(Data records)
============================================================
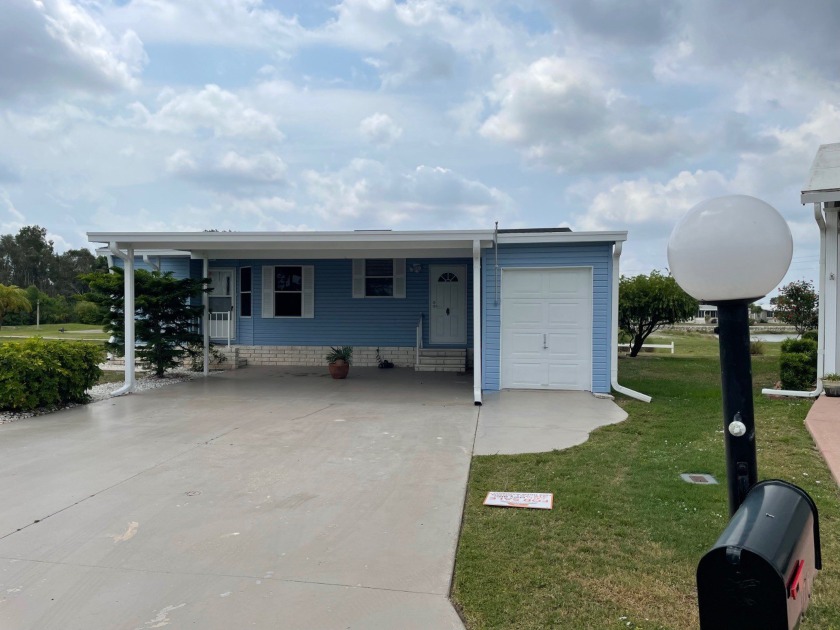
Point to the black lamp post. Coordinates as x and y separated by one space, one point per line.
730 251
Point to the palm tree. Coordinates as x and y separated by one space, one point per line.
12 300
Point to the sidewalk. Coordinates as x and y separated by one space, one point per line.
823 422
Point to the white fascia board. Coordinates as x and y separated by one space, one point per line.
562 237
139 253
319 253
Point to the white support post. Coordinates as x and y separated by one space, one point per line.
128 316
829 295
477 372
205 300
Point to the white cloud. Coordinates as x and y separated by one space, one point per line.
370 193
557 112
231 168
642 202
212 108
380 130
53 45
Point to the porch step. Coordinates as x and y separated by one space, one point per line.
441 360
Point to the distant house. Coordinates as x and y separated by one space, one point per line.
524 309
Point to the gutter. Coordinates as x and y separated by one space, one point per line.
820 219
614 350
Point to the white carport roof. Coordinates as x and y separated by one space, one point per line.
357 244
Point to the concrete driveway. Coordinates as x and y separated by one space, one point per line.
264 498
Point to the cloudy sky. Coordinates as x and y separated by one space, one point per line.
412 114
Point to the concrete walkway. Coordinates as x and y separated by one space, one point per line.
258 498
823 422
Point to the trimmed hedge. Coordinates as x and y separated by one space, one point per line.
798 364
39 373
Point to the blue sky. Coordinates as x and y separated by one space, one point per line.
420 114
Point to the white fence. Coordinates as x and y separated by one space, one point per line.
220 325
664 346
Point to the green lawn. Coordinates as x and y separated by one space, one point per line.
621 546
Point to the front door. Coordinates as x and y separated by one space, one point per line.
448 313
221 304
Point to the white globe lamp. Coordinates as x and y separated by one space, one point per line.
730 248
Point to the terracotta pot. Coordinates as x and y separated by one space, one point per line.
339 369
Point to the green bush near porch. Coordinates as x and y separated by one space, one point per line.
38 373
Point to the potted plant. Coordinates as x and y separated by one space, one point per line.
831 384
339 361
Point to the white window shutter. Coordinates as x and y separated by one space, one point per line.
268 291
399 277
358 277
308 291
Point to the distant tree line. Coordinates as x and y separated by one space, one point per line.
28 261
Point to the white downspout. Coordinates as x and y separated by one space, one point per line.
205 300
128 316
477 372
614 348
818 216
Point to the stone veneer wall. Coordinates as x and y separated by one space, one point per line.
363 356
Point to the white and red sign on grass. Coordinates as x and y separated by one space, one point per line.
533 500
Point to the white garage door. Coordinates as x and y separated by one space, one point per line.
546 329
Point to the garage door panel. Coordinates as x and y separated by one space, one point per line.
565 314
565 376
525 374
524 343
525 313
546 329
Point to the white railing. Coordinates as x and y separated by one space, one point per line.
418 341
220 325
664 346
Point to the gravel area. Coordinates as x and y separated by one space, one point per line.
101 392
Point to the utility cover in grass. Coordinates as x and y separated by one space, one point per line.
698 478
533 500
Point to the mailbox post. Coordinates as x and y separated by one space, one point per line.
718 254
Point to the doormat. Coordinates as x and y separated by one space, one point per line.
698 478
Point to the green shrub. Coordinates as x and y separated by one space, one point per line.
798 364
38 373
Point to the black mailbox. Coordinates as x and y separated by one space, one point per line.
759 573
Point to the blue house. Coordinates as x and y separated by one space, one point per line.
525 309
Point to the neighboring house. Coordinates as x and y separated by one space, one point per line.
705 313
526 309
823 191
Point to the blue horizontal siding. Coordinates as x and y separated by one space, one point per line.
598 256
339 318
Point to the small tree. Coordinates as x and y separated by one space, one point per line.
12 300
647 303
165 320
798 305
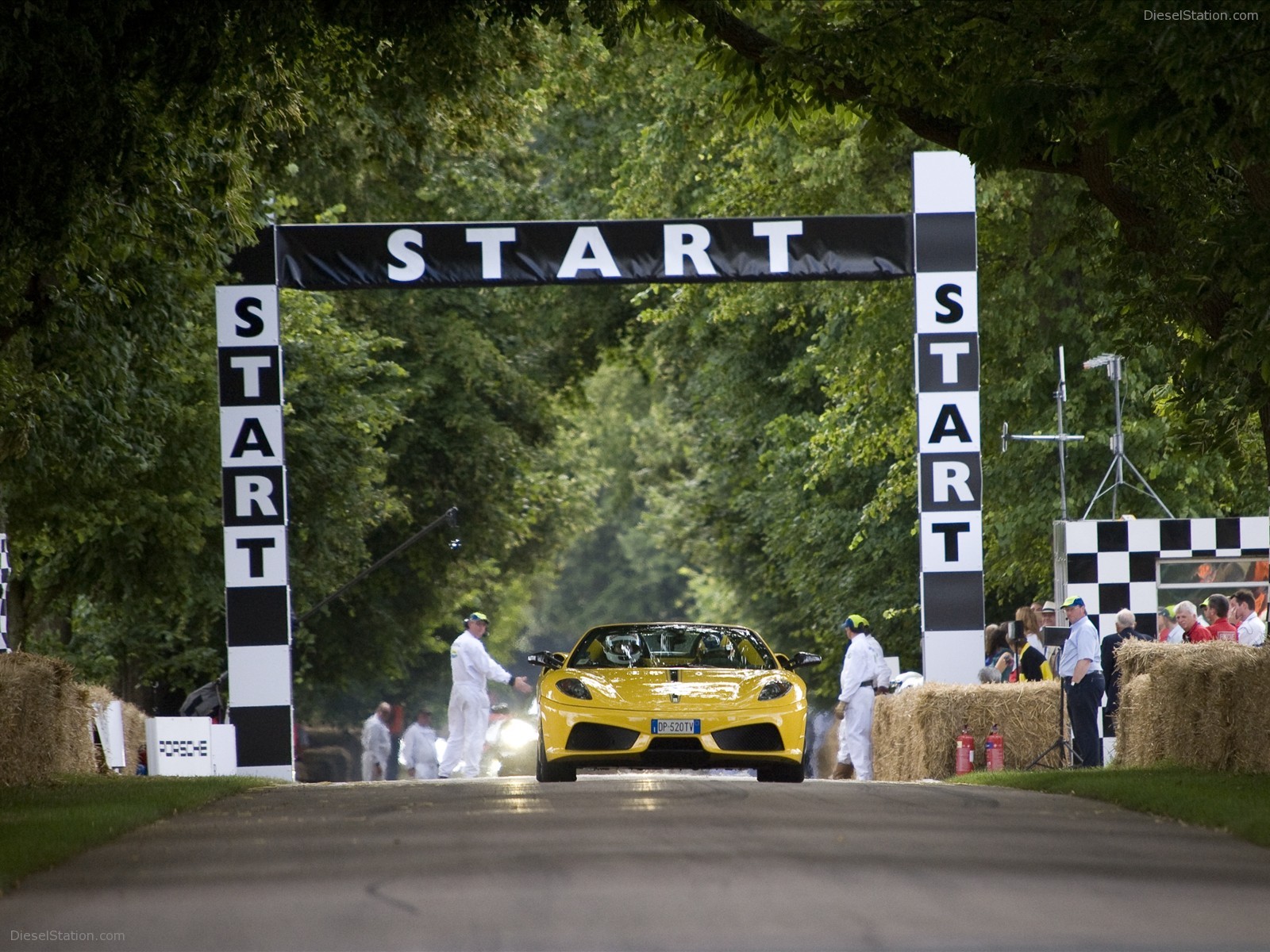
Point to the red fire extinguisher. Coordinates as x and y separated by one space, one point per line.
964 752
995 750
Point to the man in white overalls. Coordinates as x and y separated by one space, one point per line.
861 668
471 666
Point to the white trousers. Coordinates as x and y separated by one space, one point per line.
855 734
469 720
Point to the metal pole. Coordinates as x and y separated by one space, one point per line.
1119 437
1060 393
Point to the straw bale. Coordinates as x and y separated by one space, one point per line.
38 697
74 725
1204 706
914 730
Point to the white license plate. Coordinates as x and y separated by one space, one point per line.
676 727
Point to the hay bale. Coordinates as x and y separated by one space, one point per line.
914 730
1204 706
44 716
74 720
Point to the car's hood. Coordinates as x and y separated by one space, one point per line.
702 689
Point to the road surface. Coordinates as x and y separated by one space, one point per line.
652 862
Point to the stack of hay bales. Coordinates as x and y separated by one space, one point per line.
914 730
1204 706
46 721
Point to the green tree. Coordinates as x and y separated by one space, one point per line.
1161 121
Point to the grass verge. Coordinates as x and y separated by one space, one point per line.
42 825
1236 803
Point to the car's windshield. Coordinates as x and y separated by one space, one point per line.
671 647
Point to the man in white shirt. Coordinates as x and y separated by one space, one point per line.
419 748
1168 630
376 744
1081 670
1244 613
471 666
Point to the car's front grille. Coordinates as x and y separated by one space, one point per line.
751 736
601 736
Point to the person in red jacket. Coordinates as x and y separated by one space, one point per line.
1187 619
1221 625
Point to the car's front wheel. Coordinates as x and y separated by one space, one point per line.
548 772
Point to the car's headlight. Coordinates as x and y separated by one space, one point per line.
774 689
573 689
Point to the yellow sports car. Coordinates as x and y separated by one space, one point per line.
671 696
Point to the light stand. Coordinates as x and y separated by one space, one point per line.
1053 636
1115 371
1060 437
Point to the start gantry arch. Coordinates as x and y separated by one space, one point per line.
933 244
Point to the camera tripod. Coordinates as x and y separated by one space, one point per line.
1064 747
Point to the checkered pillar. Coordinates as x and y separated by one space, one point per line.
946 368
4 592
257 596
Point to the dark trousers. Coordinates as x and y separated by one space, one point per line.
1083 708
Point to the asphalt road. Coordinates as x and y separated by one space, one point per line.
652 862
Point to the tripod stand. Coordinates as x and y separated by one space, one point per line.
1054 635
1115 371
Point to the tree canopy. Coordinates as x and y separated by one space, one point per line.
745 452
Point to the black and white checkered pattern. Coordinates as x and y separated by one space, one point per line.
1111 564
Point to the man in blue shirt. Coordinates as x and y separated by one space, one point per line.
1081 670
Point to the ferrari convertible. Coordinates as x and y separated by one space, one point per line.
671 696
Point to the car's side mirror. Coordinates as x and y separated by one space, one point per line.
554 660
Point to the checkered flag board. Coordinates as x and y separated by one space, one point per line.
1113 564
4 592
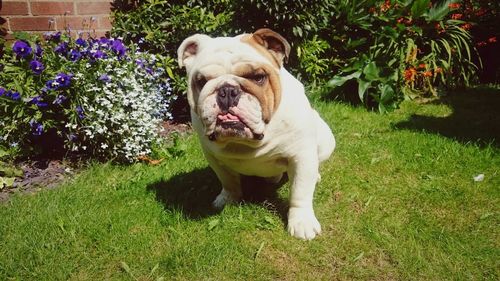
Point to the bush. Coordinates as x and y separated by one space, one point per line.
380 51
95 96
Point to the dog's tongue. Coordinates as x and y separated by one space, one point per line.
228 117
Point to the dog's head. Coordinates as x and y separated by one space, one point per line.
233 82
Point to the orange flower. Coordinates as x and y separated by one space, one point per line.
410 73
439 28
386 6
481 12
466 26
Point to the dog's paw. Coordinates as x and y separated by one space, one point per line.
302 223
274 180
223 199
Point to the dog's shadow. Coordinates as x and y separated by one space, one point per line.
192 193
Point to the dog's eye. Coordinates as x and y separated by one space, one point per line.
259 79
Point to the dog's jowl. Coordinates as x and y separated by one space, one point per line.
253 118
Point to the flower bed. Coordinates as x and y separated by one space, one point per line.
92 96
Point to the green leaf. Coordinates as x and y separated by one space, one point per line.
419 7
213 224
438 11
6 182
9 170
371 71
363 85
3 152
387 94
170 73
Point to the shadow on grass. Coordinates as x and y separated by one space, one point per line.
192 193
475 118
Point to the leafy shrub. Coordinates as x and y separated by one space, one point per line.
385 50
94 96
403 49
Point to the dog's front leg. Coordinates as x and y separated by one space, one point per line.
231 184
303 172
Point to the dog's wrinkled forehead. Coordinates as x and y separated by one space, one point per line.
264 45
============================================================
Goal: Pictures are to be left out; the records above must be repeated word for word.

Result for this task:
Point to the black lamp post. Coordinates as x and y separated by one space, one point per line.
730 251
Point to the palm tree. Coordinates as x and y separated by one space, one point per line.
12 300
Point to the sidewalk. Coordinates as x and y separated by one space, one point per line.
823 422
Point to the white fascia board. Coordinates as x and y separated by one space, one point per line.
562 237
139 253
319 253
Point to the white support post. Coordinates as x and y separated by one space, one point per line.
128 316
829 295
477 372
205 300
Point to the white cloud. Coordinates as x and y separated by one space, one point per line.
370 193
557 112
231 168
642 202
212 108
380 130
53 45
Point to the porch step. Coordinates as x and y separated by one space, one point per line.
441 360
Point to the distant house. Coordinates as x and y separated by one space, one point per line.
524 309
Point to the gutter. Coordinates as x and y separated by one space, one point per line.
820 219
614 350
Point to the white carport roof. Coordinates as x and y separated by one space, one point per line.
357 244
Point to the concrete driveway. Coordinates as x and y separated by one space, one point per line.
264 498
Point to the cloudy sky. Coordinates as x and y separated by one space, one point per line.
412 114
Point to the concrete walkway. Coordinates as x and y separated by one space, one point per line.
258 498
823 422
Point to the trimmed hedge. Coordinates as x and y separated by one space, one point per line.
798 364
39 373
Point to the blue sky. Coordinates as x and y separated by one space, one point per line.
420 114
Point to the white fence. Coordinates as x and y separated by one space, one point per line.
220 325
664 346
Point to the green lawn. Coordinates as x and y separated by one space, one point per line.
621 546
Point to the front door. Coordinates as x and y separated by one space, one point per line.
448 313
221 304
Point to the white globe lamp. Coordinates as x and y separated by one space, one point per line.
730 248
Point to the terracotta pot. Coordinates as x and y separated by one space, one point per line.
339 369
Point to the green bush near porch. Coordinates as x and y separated by one space, one point per line.
38 373
Point to the potted plant. Coordinates as x and y separated by one space, one point per line.
831 384
339 361
Point to the white window shutter. Coordinates as x and y separated by one space, one point per line.
268 291
399 277
358 277
308 291
Point to the distant tree line. Coordinates as x and y separated by one space, one point per line.
28 261
Point to the white downspout. Coordinates as x and y separated by one space, one point per line.
205 300
128 316
477 372
614 348
818 216
Point to the stone veneer wall. Coordinates as x and y separated by one space, one point per line.
363 356
Point to the white and red sign on grass. Coordinates as x and y separated by one space, one point per line.
533 500
Point to the white garage door. Coordinates as x and y separated by one space, one point per line.
546 329
Point to the garage door panel. Coordinates as x and y separated by one space, one point per line.
565 314
565 376
525 374
524 343
525 313
546 329
Point to the white railing. Coordinates as x and y separated by one space, one point per line.
418 341
220 325
664 346
Point to the gravel area. Coordinates as x and y separated by one space, one point per line.
101 392
Point to the utility cover in grass. Coordinates as x and y separated by one space, one point per line.
698 478
533 500
Point to the mailbox post. Coordinates as x and y separated by one space, one point per line.
718 254
Point to the doormat. Coordinates as x and y separated by one space, one point per line.
698 478
Point to the green shrub. Coordinates as x and y separated by one space, one point per line.
798 364
38 373
Point to the black mailbox. Coordinates as x and y separated by one space, one point per line.
759 573
Point to the blue house. Coordinates as x and y separated by one space, one point per line.
525 309
Point to the neighboring house. Coordinates as x and y separated by one space, one point per line.
705 313
526 309
823 191
Point to the blue horizontal siding. Coordinates as x and y separated by one space, one point per line.
598 256
339 318
Point to the small tree. Coordinates as x and y separated by one space, one point per line.
12 300
647 303
165 320
798 305
Point to the red fire extinguisher. Coordinates as x and y separated by one space, one point per line.
964 752
995 750
Point to the man in white overalls. Coordinates as x and y separated by one space, one point per line.
861 668
471 666
Point to the white trousers. Coordinates as x and y separated by one space, one point per line.
855 734
469 720
Point to the metal pole. Coordinates as x and y separated by one space, one point per line.
1119 437
1060 393
Point to the straw bale. Coordinates as x and y separated by one space, one point per line.
38 697
74 725
1204 706
914 730
Point to the white license plate. Coordinates as x and y separated by one space, one point per line.
676 727
Point to the hay bale. Coordinates as x and y separated by one space, one point per line.
914 730
1204 706
44 716
74 720
Point to the car's hood. Coordinates as x and y separated by one space, one point per line.
702 689
Point to the road surface. Coordinates as x and y separated by one space, one point per line.
652 862
Point to the stack of hay bales. Coordinates as x and y separated by one space, one point per line.
914 730
1204 706
46 721
Point to the green tree. Coordinates as x and y separated by one space, one point per line.
1161 121
Point to the grass verge. Coordinates as x and y separated by one space, one point per line.
42 825
1236 803
Point to the car's windshield. Coordinates as x and y separated by one space, one point per line.
671 647
Point to the man in white shirt. Coordinates as x and y separated by one space, one point per line.
419 748
1168 630
376 744
1081 670
1244 613
471 666
Point to the car's front grille. Coordinates as x and y separated by one space, one point per line.
751 736
601 736
Point to the person in red jacket. Coordinates as x and y separated by one space, one point per line.
1187 619
1221 625
Point to the car's front wheel. Coordinates as x and y separated by one space, one point per line.
548 772
Point to the car's headlight. Coordinates as x and y separated by one space, one point per line.
774 689
573 689
Point to the yellow sports car. Coordinates as x and y separated by one space, one point per line.
671 696
Point to the light stand. Coordinates as x and y separated by one space, one point per line.
1053 636
1115 371
1060 437
Point to the start gantry arch. Coordinates as x and y separated by one space, one point per line.
933 244
Point to the camera tripod. Coordinates as x and y separated by one space, one point per line.
1064 747
Point to the checkered pillar. Coordinates as x and y separated by one space, one point per line.
946 368
4 592
257 596
Point to the dark trousers. Coordinates as x and y separated by one space, one point per line.
1083 708
Point to the asphalt road. Coordinates as x and y separated by one space, one point per line.
652 862
Point to the tripod stand. Coordinates as x and y separated by one space, one point per line.
1054 635
1115 371
Point to the tree canopy. Coordinates as x and y separated by one space, one point per line.
745 452
Point to the black and white checkered pattern. Coordinates as x and y separated by one space, one point per line.
1111 564
Point to the man in blue shirt. Coordinates as x and y separated by one space, one point per line.
1081 670
Point to the ferrari convertible. Coordinates as x and y separated by one space, one point per line.
671 696
Point to the car's side mirror. Coordinates as x and y separated by one space, one point per line.
554 660
Point to the checkered flag board. Coordinates as x and y separated by one space, one point per line.
1113 564
4 592
Point to the bush. Coordinates as x and y separated by one space, one point per line.
380 51
95 96
Point to the dog's tongue. Coordinates as x and y separated by one space, one point per line.
228 117
Point to the dog's head. Coordinates as x and y separated by one space, one point per line.
233 82
Point to the orange flower. Coordinates as x and y separated by one space, one point per line.
410 73
439 28
386 6
481 12
466 26
Point to the dog's paw. Coordinates as x and y separated by one space, one point per line.
302 223
274 180
223 199
Point to the dog's shadow. Coordinates as x and y separated by one space, one point per line.
192 193
Point to the dog's eye. Coordinates as x and y separated by one space, one point per line.
259 79
Point to the dog's jowl. Coordinates as x and y separated by one space, one point per line.
253 118
Point to the flower bed. Coordinates as x and y separated by one space, one point per line.
92 96
Point to the green leaf. Coordinates as x and y separated by one space, one point per line.
419 7
213 224
438 11
6 182
9 170
371 71
363 85
3 152
387 94
170 73
Point to the shadow on grass. Coordinates as x and y separated by one space, one point per line.
192 193
475 118
Point to the leafy shrub. Coordinates as x and y separated by one space, one point per line.
385 50
94 96
403 49
Point to the dog's front leg. Coordinates as x and y separated by one space, one point per line.
231 184
303 172
Point to the dog's wrinkled forehead. Coordinates as x and y separated by one space, one point per line.
264 45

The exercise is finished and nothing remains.